YOUR GOAL =>
Display each line in the records below that contains the string "stork", copying every such line in full and unchanged.

(Point labels for objects)
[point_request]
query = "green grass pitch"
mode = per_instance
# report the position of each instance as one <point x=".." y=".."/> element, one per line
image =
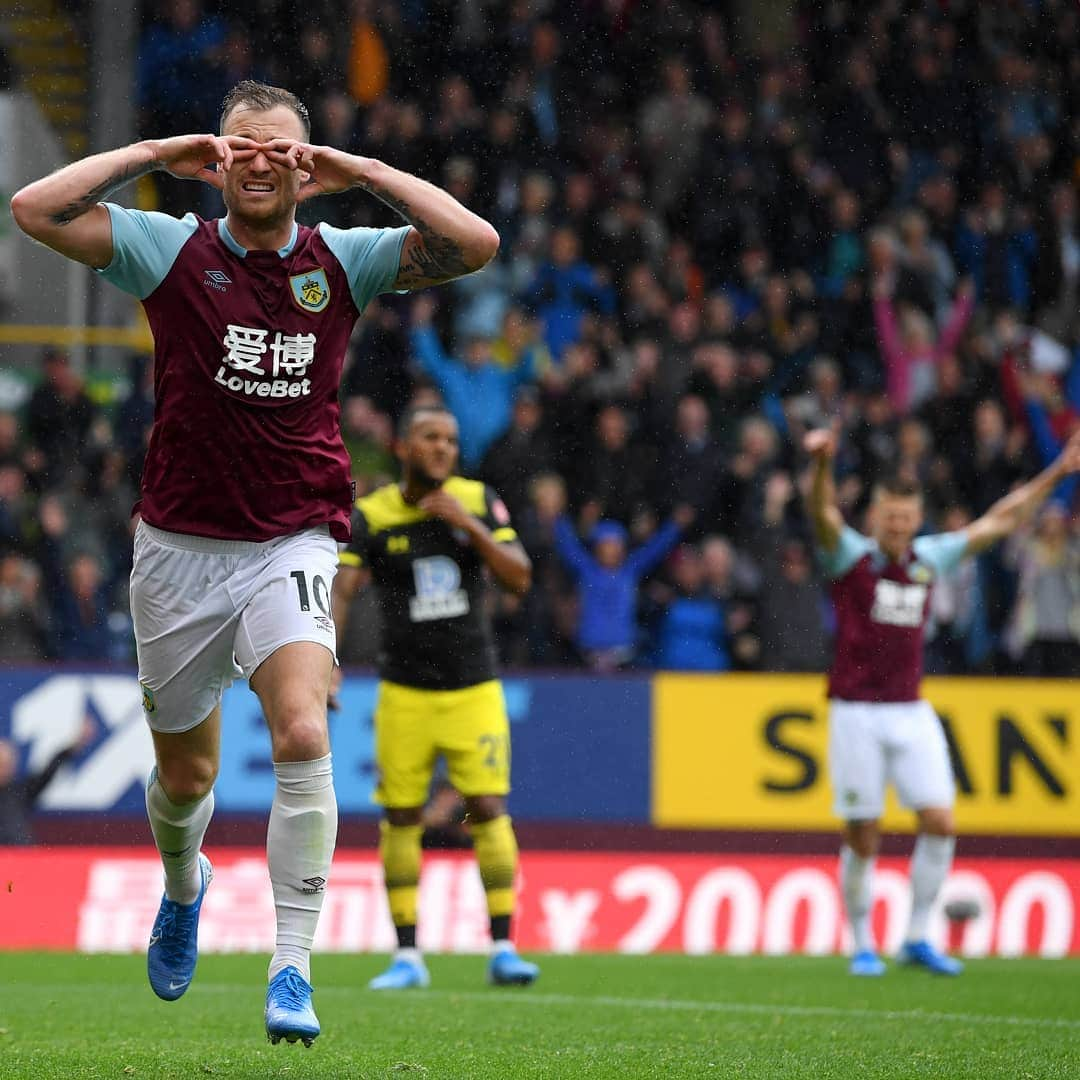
<point x="591" y="1016"/>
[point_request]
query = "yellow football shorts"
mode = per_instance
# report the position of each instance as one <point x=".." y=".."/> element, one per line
<point x="469" y="727"/>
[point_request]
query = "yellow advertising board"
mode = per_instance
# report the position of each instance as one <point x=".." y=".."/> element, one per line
<point x="750" y="752"/>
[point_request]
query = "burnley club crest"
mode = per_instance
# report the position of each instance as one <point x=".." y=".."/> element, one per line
<point x="310" y="289"/>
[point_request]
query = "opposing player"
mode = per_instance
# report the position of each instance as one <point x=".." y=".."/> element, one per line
<point x="429" y="544"/>
<point x="880" y="730"/>
<point x="246" y="487"/>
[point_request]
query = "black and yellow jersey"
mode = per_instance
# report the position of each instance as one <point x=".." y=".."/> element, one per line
<point x="436" y="631"/>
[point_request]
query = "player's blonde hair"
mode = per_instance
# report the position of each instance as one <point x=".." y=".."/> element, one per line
<point x="250" y="94"/>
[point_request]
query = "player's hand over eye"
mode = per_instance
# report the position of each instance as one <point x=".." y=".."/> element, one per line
<point x="191" y="157"/>
<point x="328" y="170"/>
<point x="443" y="505"/>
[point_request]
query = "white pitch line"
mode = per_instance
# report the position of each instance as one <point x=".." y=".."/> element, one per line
<point x="527" y="997"/>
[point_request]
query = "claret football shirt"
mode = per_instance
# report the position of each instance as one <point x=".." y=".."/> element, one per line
<point x="881" y="609"/>
<point x="248" y="352"/>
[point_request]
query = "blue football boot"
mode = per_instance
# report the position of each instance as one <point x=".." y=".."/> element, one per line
<point x="289" y="1015"/>
<point x="507" y="968"/>
<point x="174" y="941"/>
<point x="406" y="972"/>
<point x="923" y="955"/>
<point x="866" y="963"/>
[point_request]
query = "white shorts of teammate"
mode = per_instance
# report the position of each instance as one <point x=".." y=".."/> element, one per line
<point x="206" y="611"/>
<point x="872" y="744"/>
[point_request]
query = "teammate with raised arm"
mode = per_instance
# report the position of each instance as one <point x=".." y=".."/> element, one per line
<point x="880" y="730"/>
<point x="429" y="544"/>
<point x="246" y="488"/>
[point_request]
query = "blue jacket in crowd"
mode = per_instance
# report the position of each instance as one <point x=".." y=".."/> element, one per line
<point x="692" y="636"/>
<point x="608" y="595"/>
<point x="481" y="397"/>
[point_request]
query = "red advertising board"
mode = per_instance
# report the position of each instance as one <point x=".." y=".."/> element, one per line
<point x="105" y="899"/>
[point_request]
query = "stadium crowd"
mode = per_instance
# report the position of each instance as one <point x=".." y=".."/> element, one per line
<point x="706" y="251"/>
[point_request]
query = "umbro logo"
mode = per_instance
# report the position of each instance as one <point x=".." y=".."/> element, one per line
<point x="217" y="279"/>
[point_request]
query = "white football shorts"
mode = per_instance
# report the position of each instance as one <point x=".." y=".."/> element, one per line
<point x="206" y="611"/>
<point x="872" y="744"/>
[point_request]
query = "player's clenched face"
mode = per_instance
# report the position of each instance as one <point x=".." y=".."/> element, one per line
<point x="429" y="450"/>
<point x="895" y="521"/>
<point x="256" y="189"/>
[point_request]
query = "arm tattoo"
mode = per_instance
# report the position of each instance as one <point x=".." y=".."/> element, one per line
<point x="437" y="258"/>
<point x="79" y="206"/>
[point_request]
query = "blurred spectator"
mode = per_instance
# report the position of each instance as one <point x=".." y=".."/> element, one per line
<point x="792" y="622"/>
<point x="615" y="473"/>
<point x="80" y="618"/>
<point x="565" y="289"/>
<point x="24" y="625"/>
<point x="691" y="634"/>
<point x="368" y="72"/>
<point x="478" y="391"/>
<point x="521" y="455"/>
<point x="912" y="347"/>
<point x="58" y="418"/>
<point x="673" y="123"/>
<point x="1044" y="632"/>
<point x="607" y="634"/>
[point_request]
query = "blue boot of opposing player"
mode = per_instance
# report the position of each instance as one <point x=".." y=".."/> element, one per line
<point x="406" y="972"/>
<point x="174" y="941"/>
<point x="289" y="1015"/>
<point x="507" y="968"/>
<point x="923" y="955"/>
<point x="866" y="963"/>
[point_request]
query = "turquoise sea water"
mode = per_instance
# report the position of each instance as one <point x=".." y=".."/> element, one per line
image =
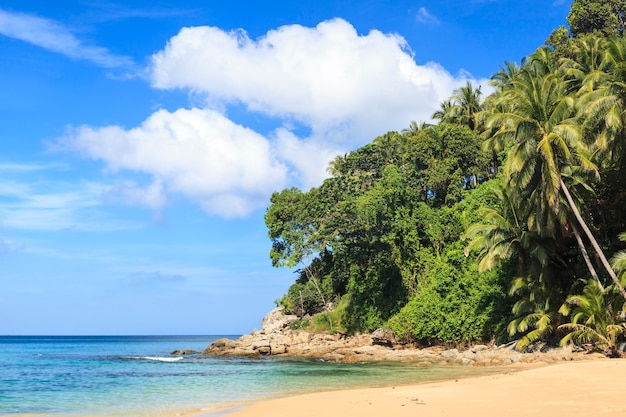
<point x="137" y="376"/>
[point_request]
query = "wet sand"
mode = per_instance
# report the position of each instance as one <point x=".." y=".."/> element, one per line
<point x="593" y="388"/>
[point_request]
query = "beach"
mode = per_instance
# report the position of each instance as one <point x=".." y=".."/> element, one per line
<point x="593" y="388"/>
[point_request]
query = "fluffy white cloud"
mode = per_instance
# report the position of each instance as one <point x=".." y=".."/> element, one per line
<point x="225" y="167"/>
<point x="341" y="87"/>
<point x="55" y="37"/>
<point x="424" y="16"/>
<point x="27" y="203"/>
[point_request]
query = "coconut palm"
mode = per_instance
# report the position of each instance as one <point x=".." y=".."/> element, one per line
<point x="597" y="316"/>
<point x="541" y="122"/>
<point x="537" y="311"/>
<point x="502" y="234"/>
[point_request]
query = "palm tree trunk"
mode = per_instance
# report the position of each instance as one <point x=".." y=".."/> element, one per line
<point x="593" y="241"/>
<point x="583" y="250"/>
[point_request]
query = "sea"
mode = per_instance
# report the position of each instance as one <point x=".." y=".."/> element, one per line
<point x="124" y="376"/>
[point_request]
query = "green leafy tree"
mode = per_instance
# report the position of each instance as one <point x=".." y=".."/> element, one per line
<point x="606" y="17"/>
<point x="597" y="317"/>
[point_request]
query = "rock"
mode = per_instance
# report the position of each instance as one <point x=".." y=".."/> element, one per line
<point x="275" y="338"/>
<point x="479" y="348"/>
<point x="276" y="320"/>
<point x="450" y="354"/>
<point x="183" y="352"/>
<point x="468" y="354"/>
<point x="383" y="337"/>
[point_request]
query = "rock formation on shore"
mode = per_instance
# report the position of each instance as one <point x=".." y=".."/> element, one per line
<point x="275" y="338"/>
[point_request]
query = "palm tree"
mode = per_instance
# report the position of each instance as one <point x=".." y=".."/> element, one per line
<point x="502" y="234"/>
<point x="537" y="311"/>
<point x="467" y="102"/>
<point x="541" y="121"/>
<point x="462" y="108"/>
<point x="597" y="317"/>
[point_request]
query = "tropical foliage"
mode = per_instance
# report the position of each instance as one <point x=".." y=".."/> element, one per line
<point x="480" y="226"/>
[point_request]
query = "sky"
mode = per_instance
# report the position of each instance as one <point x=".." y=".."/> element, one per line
<point x="140" y="141"/>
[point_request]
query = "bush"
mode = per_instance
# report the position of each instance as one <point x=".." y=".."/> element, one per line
<point x="455" y="304"/>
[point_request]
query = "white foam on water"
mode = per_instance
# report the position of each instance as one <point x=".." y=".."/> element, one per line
<point x="162" y="358"/>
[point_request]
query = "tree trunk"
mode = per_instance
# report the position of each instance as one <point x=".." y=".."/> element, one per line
<point x="593" y="241"/>
<point x="583" y="250"/>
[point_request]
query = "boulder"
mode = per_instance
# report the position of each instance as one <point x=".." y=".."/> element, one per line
<point x="383" y="337"/>
<point x="276" y="320"/>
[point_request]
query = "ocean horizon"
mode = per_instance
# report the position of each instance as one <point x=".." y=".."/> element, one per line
<point x="127" y="376"/>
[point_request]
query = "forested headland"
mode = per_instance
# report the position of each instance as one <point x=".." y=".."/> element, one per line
<point x="504" y="220"/>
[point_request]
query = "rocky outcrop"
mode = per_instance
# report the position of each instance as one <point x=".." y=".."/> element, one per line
<point x="275" y="338"/>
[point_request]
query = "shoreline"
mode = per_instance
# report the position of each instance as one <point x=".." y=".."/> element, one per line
<point x="568" y="388"/>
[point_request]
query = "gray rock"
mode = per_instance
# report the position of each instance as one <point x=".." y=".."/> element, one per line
<point x="450" y="354"/>
<point x="383" y="337"/>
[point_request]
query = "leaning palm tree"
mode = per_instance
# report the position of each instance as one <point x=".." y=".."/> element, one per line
<point x="540" y="120"/>
<point x="502" y="234"/>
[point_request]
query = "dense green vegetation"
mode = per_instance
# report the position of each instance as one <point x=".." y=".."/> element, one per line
<point x="499" y="222"/>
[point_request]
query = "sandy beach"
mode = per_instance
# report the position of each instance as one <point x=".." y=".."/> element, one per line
<point x="593" y="388"/>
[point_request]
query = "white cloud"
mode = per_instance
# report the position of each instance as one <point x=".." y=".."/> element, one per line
<point x="55" y="37"/>
<point x="339" y="83"/>
<point x="424" y="16"/>
<point x="55" y="206"/>
<point x="342" y="87"/>
<point x="226" y="168"/>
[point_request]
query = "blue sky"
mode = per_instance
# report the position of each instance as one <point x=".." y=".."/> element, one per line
<point x="140" y="141"/>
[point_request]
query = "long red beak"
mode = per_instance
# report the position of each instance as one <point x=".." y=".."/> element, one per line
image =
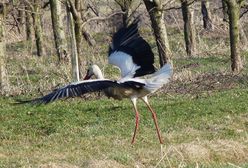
<point x="87" y="76"/>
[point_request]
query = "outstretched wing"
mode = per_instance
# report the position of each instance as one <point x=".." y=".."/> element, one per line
<point x="130" y="52"/>
<point x="73" y="90"/>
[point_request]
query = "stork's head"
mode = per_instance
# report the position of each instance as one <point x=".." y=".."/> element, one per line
<point x="93" y="70"/>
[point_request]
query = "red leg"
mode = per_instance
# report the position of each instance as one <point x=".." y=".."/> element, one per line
<point x="154" y="116"/>
<point x="136" y="120"/>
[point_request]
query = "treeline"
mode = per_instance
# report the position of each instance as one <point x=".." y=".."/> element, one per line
<point x="25" y="17"/>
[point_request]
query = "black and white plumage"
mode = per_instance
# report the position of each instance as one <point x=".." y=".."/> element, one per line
<point x="132" y="65"/>
<point x="131" y="53"/>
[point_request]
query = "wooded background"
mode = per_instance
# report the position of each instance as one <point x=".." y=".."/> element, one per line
<point x="69" y="30"/>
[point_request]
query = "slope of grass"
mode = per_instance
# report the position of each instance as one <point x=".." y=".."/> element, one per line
<point x="82" y="133"/>
<point x="202" y="115"/>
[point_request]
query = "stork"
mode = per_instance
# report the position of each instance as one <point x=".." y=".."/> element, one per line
<point x="134" y="57"/>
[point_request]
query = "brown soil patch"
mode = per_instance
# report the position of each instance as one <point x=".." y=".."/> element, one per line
<point x="103" y="163"/>
<point x="209" y="151"/>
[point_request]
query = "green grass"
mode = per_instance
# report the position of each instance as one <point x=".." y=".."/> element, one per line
<point x="203" y="118"/>
<point x="81" y="132"/>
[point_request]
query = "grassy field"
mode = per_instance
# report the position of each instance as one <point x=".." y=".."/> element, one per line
<point x="202" y="116"/>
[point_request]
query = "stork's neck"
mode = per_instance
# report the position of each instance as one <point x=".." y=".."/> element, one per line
<point x="98" y="73"/>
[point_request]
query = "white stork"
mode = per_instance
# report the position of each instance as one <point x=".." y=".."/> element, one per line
<point x="133" y="55"/>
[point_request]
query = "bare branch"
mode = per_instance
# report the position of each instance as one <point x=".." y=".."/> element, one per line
<point x="179" y="7"/>
<point x="244" y="12"/>
<point x="101" y="18"/>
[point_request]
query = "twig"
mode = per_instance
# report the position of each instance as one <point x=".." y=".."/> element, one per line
<point x="101" y="18"/>
<point x="179" y="7"/>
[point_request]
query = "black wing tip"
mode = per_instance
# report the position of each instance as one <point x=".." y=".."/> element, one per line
<point x="31" y="102"/>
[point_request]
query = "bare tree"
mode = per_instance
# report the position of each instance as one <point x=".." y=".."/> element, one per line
<point x="3" y="76"/>
<point x="233" y="13"/>
<point x="126" y="8"/>
<point x="206" y="15"/>
<point x="189" y="28"/>
<point x="73" y="46"/>
<point x="78" y="16"/>
<point x="36" y="14"/>
<point x="156" y="13"/>
<point x="224" y="10"/>
<point x="28" y="23"/>
<point x="59" y="35"/>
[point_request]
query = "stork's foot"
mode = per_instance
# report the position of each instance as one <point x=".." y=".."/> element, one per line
<point x="136" y="126"/>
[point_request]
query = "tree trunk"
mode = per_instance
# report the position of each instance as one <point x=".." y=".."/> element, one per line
<point x="189" y="29"/>
<point x="233" y="13"/>
<point x="224" y="11"/>
<point x="21" y="17"/>
<point x="37" y="28"/>
<point x="74" y="51"/>
<point x="3" y="75"/>
<point x="59" y="35"/>
<point x="157" y="19"/>
<point x="126" y="8"/>
<point x="206" y="15"/>
<point x="28" y="23"/>
<point x="77" y="26"/>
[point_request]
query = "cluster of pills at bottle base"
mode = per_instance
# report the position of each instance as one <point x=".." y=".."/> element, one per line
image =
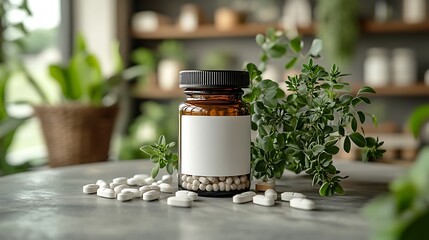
<point x="296" y="200"/>
<point x="144" y="187"/>
<point x="201" y="183"/>
<point x="140" y="186"/>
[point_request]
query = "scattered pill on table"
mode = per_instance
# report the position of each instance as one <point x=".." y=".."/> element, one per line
<point x="287" y="196"/>
<point x="271" y="193"/>
<point x="124" y="196"/>
<point x="118" y="189"/>
<point x="132" y="181"/>
<point x="184" y="193"/>
<point x="165" y="188"/>
<point x="141" y="176"/>
<point x="106" y="193"/>
<point x="179" y="201"/>
<point x="113" y="185"/>
<point x="149" y="180"/>
<point x="167" y="179"/>
<point x="90" y="188"/>
<point x="263" y="200"/>
<point x="302" y="203"/>
<point x="144" y="189"/>
<point x="264" y="186"/>
<point x="243" y="197"/>
<point x="137" y="193"/>
<point x="120" y="180"/>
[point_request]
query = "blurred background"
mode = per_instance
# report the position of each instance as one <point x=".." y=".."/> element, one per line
<point x="381" y="43"/>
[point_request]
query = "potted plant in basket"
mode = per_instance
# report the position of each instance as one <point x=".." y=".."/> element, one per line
<point x="79" y="128"/>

SOLUTION FOR THIS TASK =>
query = "stork's head"
query = "stork"
query = "stork's neck"
query = "white stork"
query = "stork's foot"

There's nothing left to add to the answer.